▶ **INPUT**:

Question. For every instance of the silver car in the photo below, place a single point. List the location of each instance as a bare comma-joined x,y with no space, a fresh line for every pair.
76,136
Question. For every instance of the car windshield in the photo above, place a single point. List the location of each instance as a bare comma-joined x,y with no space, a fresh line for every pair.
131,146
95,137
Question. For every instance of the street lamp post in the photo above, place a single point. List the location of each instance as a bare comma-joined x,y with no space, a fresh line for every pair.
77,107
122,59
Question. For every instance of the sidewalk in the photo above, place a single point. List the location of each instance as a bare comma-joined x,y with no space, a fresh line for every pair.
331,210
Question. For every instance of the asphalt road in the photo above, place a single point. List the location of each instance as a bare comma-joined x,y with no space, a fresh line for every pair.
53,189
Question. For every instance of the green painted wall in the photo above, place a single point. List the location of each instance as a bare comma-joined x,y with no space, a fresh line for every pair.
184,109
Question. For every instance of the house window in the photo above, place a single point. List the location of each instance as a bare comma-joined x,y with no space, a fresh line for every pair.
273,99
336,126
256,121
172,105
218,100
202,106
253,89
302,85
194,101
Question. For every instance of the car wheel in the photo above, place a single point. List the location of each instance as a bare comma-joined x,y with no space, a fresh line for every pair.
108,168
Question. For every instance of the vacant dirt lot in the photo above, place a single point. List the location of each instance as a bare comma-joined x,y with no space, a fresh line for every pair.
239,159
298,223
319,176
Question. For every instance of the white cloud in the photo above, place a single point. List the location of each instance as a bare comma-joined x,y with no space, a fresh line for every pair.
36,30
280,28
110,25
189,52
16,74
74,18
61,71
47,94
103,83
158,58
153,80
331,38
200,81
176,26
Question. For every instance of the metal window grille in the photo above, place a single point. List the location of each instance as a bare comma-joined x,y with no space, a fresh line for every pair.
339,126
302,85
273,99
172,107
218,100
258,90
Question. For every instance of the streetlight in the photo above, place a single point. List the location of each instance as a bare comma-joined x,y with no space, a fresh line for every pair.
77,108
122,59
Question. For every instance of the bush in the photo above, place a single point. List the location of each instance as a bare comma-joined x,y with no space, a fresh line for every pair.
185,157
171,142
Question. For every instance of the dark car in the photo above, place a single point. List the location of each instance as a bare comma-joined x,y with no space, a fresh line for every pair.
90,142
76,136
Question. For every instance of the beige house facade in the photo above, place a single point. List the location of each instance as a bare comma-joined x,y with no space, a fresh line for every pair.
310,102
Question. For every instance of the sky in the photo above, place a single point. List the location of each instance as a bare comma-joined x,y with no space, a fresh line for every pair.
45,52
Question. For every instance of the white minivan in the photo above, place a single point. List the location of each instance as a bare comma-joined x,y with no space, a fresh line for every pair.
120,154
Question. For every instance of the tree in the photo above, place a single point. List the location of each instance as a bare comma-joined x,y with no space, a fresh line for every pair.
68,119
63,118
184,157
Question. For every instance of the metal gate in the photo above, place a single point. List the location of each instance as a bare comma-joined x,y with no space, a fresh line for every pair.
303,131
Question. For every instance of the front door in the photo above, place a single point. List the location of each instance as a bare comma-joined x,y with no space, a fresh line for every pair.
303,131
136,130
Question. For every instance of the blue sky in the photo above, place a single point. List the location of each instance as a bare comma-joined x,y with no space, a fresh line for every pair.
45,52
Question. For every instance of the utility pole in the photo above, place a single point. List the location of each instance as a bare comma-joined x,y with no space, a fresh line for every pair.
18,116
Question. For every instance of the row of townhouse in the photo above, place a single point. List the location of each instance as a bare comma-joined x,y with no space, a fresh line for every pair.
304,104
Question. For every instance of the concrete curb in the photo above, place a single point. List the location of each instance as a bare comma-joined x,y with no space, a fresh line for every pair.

▶ **TASK DESCRIPTION**:
Copy the material above back out, exactly as written.

▶ **OUTPUT**:
Question. For every instance of the silver car in the photo below, place a single point. List the location of each instance as a bare comma-joined x,y with no space, a fresh line for every pair.
76,136
Question. For every instance of the car windshield in the photo above, place a single point. List the location of each instance as a bare comma-joined x,y with no space, a fresh line for every pair.
131,146
95,137
Question. For every instance of the street lamp post in the photo above, place a single point. List the location of each instance as a bare comma-joined x,y with no space, a fresh line for every pair.
77,107
122,59
Question. For every instance of the sidewalk in the photo above, place a single point. List the location of each instance as a bare comma-joined x,y with no space, a fresh line for every pair.
331,210
Question. For every instance of the asphalt road in the photo above, place a single point. List the location of each instance as a bare comma-joined x,y with no space, a fresh line for every pair.
53,189
Question. For every instance of the green painted wall in the photo above, place a single point. List the location of each instance as a bare comma-joined x,y with no space, a fresh line for every pair.
184,109
Question. For every instance of the house window in the photo above, place a single point. List the location of each instance as a bare comma-joined x,y with no space, a fresh line for every pair.
273,99
336,126
256,121
172,105
218,100
202,106
253,89
302,85
194,101
Question. For every instance of the car wheel in the photo above, place a single point. List the location of each instance as a bare comma-joined x,y with no space, a fresh line for every pair.
108,168
Question. For every instance of the vacant dirt lot in the photo above, place a single point. List the location of each instance as a bare comma-joined x,y with no space, a fresh line for every pair.
239,159
298,223
319,176
Question. For every instance of the white cloud in the photo above, place a single point. List the location of each instance as a bare comma-joined x,y with no space, a fresh line for every pair.
36,30
280,28
110,25
189,52
16,74
74,18
61,71
47,94
103,83
158,58
153,80
331,38
200,81
176,26
Question. For every instance of the metal window grille in the photo above, place a single point. List the location of each instance as a bare comma-joined x,y with no space, a fresh line for every pair.
339,126
302,85
273,99
172,107
218,100
258,90
Question. For every instance of the streetlight in the photo above, place a single point. List the location of each instance as a bare comma-joined x,y with no space, a fresh line for every pair.
77,108
122,59
Question. For every instance of the bush in the photo above, place a single point. List the location of each instance as a bare comma-joined x,y with no space, a fresh line for every pair.
185,157
171,142
Question. For every instance of the dark car in the photo above, place a single point. List the location of each instance as a bare comma-joined x,y with no space, a fresh line for every pair.
90,142
76,136
Question. For every instance of the beige house facade in the photo above, place a single point. List the location of each instance as a bare comma-joined x,y with no space, a fresh line for every pair.
310,102
Question. For every instance of the sky in the photo above, place a single point. List the location of each instance as a bare comma-joined x,y with no space, a fresh line for every pair.
45,52
Question. For every instance of the white minivan in the photo above, place a single point. List the location of each instance as a bare comma-joined x,y with no space, a fresh line for every pair.
120,154
Question. For every instance of the tree in the photo above, place a single point. List the location of each instance as a bare comma-joined x,y with no space, a fresh line for every pair.
68,119
63,118
184,157
Question. For every instance of the metal gate in the photo above, place a single point. List the location of each instance as a bare comma-joined x,y with no space, a fresh line for every pair.
303,131
Question. For every instance of the front door in the photo above, place a single point. List the location of each instance as a bare comma-joined x,y with no space, a fresh line for every pair.
303,131
136,130
Question. For every instance of the blue sky in the photo above, place a single point. List the location of each instance as a bare comma-joined x,y with no space, a fresh line for every pair.
45,52
Question. For every instance of the utility pole in the photo above, place a single point. List the location of each instance as a bare comma-joined x,y with no space, a fresh line for every pair.
18,116
Question. For every instance of the row of townhouse in the photo above, place a single point. List the location of each instance as a bare comma-joined x,y with no space, a fresh line for every pair.
304,104
Question. For every instance of the concrete curb in the photo above, place a single point. List the location of each instance as a bare comma-joined x,y with no space, a fresh line for every pair.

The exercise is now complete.